BEGIN GIVEN RECORDS

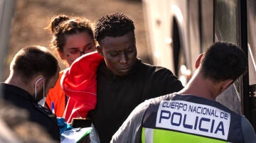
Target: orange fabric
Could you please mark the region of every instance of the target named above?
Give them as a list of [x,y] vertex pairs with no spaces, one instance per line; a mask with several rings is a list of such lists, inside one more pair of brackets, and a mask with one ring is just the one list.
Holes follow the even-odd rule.
[[97,52],[78,58],[69,69],[65,70],[60,84],[69,96],[64,118],[70,123],[73,118],[85,118],[87,112],[96,106],[96,72],[103,61]]
[[53,88],[49,90],[46,101],[50,109],[51,109],[51,102],[54,103],[55,114],[57,117],[61,118],[63,116],[65,106],[65,93],[60,86],[60,79],[63,74],[63,71],[61,71],[56,84]]

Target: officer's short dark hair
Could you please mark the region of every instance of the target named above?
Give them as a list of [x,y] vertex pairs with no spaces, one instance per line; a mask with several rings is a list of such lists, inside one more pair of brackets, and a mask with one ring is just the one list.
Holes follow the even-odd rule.
[[236,45],[217,42],[204,53],[201,61],[201,72],[204,78],[218,82],[226,79],[235,80],[247,69],[245,52]]
[[58,72],[58,60],[46,47],[33,45],[23,47],[16,54],[10,71],[27,84],[39,74],[50,78]]

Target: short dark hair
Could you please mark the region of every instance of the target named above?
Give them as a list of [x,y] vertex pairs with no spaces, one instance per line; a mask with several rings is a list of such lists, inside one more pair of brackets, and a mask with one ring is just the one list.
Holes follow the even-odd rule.
[[50,78],[58,72],[56,58],[44,47],[38,45],[22,48],[11,62],[11,74],[20,76],[27,84],[34,76],[43,74]]
[[106,36],[122,36],[129,32],[134,33],[134,30],[131,18],[122,13],[115,13],[100,18],[95,27],[95,38],[100,44]]
[[201,61],[201,73],[204,78],[215,82],[226,79],[235,80],[247,69],[245,52],[236,45],[217,42],[204,53]]

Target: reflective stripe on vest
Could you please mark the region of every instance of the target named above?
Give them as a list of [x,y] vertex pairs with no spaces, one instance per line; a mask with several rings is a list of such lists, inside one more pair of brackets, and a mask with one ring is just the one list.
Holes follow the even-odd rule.
[[227,142],[225,141],[196,136],[186,133],[146,127],[142,128],[142,142],[227,143]]

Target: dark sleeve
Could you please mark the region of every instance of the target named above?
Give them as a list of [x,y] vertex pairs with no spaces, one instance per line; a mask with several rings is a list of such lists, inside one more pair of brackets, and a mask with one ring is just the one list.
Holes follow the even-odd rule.
[[252,125],[245,116],[241,118],[242,133],[245,143],[256,142],[256,135]]
[[110,142],[141,142],[142,118],[149,105],[149,101],[146,101],[136,107],[112,136]]
[[157,91],[156,95],[158,96],[177,92],[183,88],[177,77],[169,69],[164,67],[156,67],[151,80],[151,88]]

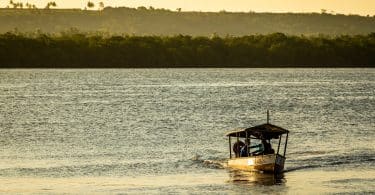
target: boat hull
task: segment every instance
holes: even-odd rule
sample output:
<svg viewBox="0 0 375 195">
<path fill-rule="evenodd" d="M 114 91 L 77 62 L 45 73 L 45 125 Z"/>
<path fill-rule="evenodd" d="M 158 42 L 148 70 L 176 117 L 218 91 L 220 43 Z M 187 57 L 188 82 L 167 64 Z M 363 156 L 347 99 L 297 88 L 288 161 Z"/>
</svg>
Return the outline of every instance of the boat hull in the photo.
<svg viewBox="0 0 375 195">
<path fill-rule="evenodd" d="M 278 154 L 231 158 L 228 167 L 246 171 L 279 173 L 284 169 L 285 158 Z"/>
</svg>

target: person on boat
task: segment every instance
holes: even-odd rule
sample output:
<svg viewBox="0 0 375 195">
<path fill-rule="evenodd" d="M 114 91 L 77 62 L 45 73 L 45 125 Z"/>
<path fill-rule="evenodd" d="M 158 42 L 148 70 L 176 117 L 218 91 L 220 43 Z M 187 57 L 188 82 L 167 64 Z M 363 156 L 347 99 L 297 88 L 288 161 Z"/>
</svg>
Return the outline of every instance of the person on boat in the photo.
<svg viewBox="0 0 375 195">
<path fill-rule="evenodd" d="M 248 148 L 249 148 L 249 139 L 245 140 L 245 145 L 242 146 L 241 148 L 241 151 L 240 151 L 240 156 L 241 157 L 248 157 L 249 156 L 249 152 L 248 152 Z"/>
<path fill-rule="evenodd" d="M 252 146 L 250 146 L 250 148 L 256 148 L 256 150 L 254 152 L 251 152 L 252 155 L 259 155 L 259 154 L 264 152 L 263 143 L 252 145 Z"/>
<path fill-rule="evenodd" d="M 245 145 L 242 141 L 238 140 L 236 143 L 233 144 L 233 152 L 236 157 L 240 157 L 241 148 Z"/>
</svg>

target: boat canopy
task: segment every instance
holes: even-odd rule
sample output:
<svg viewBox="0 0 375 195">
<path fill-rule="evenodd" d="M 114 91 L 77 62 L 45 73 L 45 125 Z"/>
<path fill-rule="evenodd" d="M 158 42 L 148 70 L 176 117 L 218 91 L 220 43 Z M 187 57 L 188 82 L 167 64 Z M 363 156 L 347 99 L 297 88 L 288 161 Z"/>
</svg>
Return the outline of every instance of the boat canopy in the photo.
<svg viewBox="0 0 375 195">
<path fill-rule="evenodd" d="M 266 123 L 254 127 L 234 129 L 227 133 L 226 136 L 242 138 L 253 136 L 258 139 L 277 139 L 285 133 L 289 133 L 289 131 L 282 127 Z"/>
</svg>

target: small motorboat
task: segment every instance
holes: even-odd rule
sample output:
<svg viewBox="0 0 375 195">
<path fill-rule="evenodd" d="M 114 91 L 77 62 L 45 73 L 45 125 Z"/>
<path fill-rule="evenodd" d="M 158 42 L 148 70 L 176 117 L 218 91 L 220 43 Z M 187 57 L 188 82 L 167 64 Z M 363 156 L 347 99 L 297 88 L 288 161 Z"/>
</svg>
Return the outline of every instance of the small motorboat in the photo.
<svg viewBox="0 0 375 195">
<path fill-rule="evenodd" d="M 286 136 L 283 139 L 284 134 Z M 238 128 L 227 133 L 226 136 L 229 137 L 228 167 L 247 171 L 282 172 L 288 134 L 288 130 L 269 123 L 268 111 L 267 123 Z M 234 144 L 232 144 L 232 138 L 235 138 Z M 277 140 L 278 146 L 275 151 L 271 144 L 272 142 L 277 143 Z M 282 142 L 283 144 L 281 144 Z"/>
</svg>

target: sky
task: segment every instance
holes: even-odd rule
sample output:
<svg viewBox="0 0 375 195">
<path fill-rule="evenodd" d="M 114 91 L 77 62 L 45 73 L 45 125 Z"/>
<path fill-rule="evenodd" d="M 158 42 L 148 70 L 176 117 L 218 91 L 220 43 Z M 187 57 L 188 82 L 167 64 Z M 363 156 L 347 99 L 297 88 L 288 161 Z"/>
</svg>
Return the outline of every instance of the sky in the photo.
<svg viewBox="0 0 375 195">
<path fill-rule="evenodd" d="M 29 2 L 45 7 L 53 0 L 13 0 Z M 54 0 L 57 8 L 84 8 L 88 0 Z M 375 0 L 91 0 L 96 5 L 102 1 L 105 6 L 139 7 L 153 6 L 182 11 L 242 11 L 242 12 L 321 12 L 375 15 Z M 0 0 L 0 7 L 6 7 L 9 0 Z"/>
</svg>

END GIVEN RECORDS

• [WRITTEN TASK]
Copy the lines from the one containing "target: person on boat" through the one containing "248 148 L 249", keeping both of those lines and everything between them unchanged.

• [FULL RESPONSE]
target: person on boat
task: segment every instance
holes: even-odd rule
sample output:
<svg viewBox="0 0 375 195">
<path fill-rule="evenodd" d="M 114 91 L 77 62 L 45 73 L 45 125 Z"/>
<path fill-rule="evenodd" d="M 158 42 L 148 70 L 176 117 L 218 91 L 220 43 Z M 187 57 L 188 82 L 167 64 Z M 363 156 L 347 99 L 297 88 L 288 161 Z"/>
</svg>
Return the outline of every instance of the person on boat in the photo.
<svg viewBox="0 0 375 195">
<path fill-rule="evenodd" d="M 248 148 L 249 148 L 249 139 L 245 140 L 245 145 L 242 146 L 241 148 L 241 151 L 240 151 L 240 156 L 241 157 L 248 157 L 249 156 L 249 152 L 248 152 Z"/>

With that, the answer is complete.